Please pull out every line of the data that contains the word "shirt", treating uppercase and lowercase as different.

• Data for the task:
- - - - -

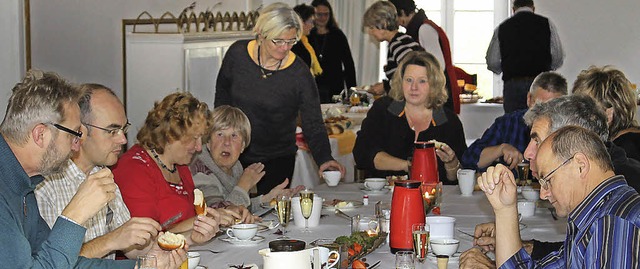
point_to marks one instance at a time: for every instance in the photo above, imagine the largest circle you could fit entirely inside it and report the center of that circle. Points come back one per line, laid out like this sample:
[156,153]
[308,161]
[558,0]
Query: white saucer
[252,242]
[374,192]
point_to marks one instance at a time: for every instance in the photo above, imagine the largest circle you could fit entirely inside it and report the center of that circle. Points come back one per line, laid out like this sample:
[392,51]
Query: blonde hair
[276,19]
[437,92]
[611,88]
[225,117]
[381,15]
[177,116]
[39,98]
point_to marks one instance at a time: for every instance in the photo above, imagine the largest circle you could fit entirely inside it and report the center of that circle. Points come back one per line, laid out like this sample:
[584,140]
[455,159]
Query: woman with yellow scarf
[303,49]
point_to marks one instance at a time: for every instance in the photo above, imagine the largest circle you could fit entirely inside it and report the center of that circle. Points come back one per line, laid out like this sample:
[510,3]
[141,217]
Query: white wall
[12,63]
[595,32]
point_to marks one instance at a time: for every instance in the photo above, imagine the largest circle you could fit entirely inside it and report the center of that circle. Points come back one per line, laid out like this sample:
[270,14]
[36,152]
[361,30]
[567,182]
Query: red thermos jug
[424,166]
[406,209]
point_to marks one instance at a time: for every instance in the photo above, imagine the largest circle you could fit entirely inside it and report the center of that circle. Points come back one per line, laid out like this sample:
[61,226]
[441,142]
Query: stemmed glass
[283,208]
[147,262]
[420,241]
[306,206]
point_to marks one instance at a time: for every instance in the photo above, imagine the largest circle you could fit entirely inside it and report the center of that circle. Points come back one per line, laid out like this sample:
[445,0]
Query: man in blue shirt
[577,177]
[40,131]
[506,139]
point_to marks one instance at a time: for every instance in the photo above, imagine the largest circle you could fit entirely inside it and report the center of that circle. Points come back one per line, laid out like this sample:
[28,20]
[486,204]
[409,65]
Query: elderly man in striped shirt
[577,177]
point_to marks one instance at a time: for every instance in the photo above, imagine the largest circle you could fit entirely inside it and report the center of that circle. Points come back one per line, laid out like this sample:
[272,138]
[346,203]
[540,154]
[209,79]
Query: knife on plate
[170,221]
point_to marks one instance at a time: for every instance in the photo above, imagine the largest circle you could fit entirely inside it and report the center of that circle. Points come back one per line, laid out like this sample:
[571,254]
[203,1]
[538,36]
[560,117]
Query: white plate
[374,192]
[354,204]
[455,258]
[252,242]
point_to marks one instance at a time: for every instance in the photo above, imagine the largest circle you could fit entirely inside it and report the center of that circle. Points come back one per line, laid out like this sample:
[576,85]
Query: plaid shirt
[603,231]
[56,191]
[508,128]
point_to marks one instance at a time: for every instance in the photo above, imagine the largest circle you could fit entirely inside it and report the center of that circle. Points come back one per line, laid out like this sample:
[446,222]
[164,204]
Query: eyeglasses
[545,181]
[76,134]
[282,42]
[112,131]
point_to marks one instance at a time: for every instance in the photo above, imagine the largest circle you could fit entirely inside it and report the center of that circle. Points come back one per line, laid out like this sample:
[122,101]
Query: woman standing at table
[413,111]
[272,86]
[333,52]
[153,175]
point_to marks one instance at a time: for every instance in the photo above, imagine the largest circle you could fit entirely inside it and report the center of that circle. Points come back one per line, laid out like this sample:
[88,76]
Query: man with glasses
[544,119]
[39,133]
[577,177]
[112,228]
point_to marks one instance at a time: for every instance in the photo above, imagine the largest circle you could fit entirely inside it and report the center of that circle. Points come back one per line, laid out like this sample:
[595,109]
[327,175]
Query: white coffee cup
[314,219]
[325,253]
[441,226]
[243,231]
[375,184]
[331,177]
[526,208]
[466,181]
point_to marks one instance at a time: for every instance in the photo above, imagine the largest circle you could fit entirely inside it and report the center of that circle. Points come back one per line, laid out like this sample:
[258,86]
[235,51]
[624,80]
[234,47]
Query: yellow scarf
[315,65]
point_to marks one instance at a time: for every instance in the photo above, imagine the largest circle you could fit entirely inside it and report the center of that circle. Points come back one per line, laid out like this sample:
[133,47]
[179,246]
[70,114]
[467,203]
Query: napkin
[346,141]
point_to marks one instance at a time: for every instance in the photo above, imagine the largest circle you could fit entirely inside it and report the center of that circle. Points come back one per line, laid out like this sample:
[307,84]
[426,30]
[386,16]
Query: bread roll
[199,202]
[170,241]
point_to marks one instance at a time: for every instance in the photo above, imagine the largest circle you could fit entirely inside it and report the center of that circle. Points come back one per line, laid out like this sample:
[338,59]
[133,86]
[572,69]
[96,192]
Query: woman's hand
[251,176]
[205,227]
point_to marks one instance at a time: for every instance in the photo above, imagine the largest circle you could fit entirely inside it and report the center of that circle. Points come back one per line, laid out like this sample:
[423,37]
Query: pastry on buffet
[170,241]
[199,202]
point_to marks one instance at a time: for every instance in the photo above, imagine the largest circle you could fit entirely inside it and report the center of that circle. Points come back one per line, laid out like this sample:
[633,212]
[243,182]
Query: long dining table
[468,211]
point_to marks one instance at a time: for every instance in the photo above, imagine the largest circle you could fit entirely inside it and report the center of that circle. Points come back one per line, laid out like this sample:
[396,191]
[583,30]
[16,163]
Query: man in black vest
[522,47]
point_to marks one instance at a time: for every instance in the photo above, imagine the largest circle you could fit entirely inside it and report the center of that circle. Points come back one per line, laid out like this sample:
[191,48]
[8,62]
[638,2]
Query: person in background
[154,176]
[544,119]
[380,22]
[412,112]
[40,131]
[333,52]
[507,138]
[522,47]
[112,228]
[611,88]
[434,40]
[577,177]
[272,86]
[303,49]
[217,171]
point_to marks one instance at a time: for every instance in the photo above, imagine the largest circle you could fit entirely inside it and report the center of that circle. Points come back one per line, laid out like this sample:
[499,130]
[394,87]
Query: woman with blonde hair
[272,86]
[611,88]
[412,112]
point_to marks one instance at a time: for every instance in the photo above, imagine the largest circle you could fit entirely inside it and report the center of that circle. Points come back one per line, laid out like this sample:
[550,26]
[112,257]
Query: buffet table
[468,212]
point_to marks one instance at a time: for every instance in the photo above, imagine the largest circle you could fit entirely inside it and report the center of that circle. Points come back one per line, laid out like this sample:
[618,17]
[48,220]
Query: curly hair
[179,115]
[437,94]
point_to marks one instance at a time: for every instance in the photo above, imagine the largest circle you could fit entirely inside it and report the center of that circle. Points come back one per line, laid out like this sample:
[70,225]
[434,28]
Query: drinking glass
[283,208]
[404,260]
[147,262]
[306,206]
[420,241]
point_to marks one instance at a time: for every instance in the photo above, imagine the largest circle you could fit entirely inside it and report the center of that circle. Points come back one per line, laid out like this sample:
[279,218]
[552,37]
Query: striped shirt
[400,45]
[55,192]
[603,231]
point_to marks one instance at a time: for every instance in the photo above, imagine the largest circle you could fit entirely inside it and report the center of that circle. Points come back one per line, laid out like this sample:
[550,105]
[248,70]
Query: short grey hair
[551,82]
[275,19]
[381,15]
[580,110]
[39,98]
[569,140]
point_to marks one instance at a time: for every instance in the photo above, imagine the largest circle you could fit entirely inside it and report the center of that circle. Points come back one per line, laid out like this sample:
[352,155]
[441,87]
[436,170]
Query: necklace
[263,68]
[155,156]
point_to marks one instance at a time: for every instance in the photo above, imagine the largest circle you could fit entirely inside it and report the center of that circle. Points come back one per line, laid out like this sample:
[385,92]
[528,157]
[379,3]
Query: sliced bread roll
[199,202]
[170,241]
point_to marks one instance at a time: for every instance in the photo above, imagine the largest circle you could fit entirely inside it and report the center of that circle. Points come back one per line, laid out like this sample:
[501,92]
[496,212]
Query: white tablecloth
[468,212]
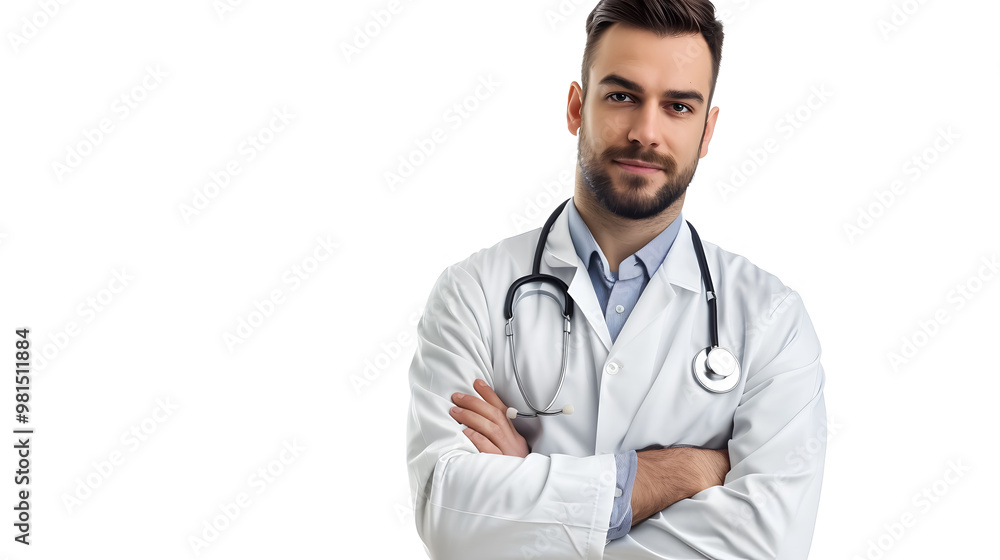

- - - - -

• Task output:
Query: man in blue shirt
Query: elderly man in striped shirt
Query: plaid shirt
Query: striped shirt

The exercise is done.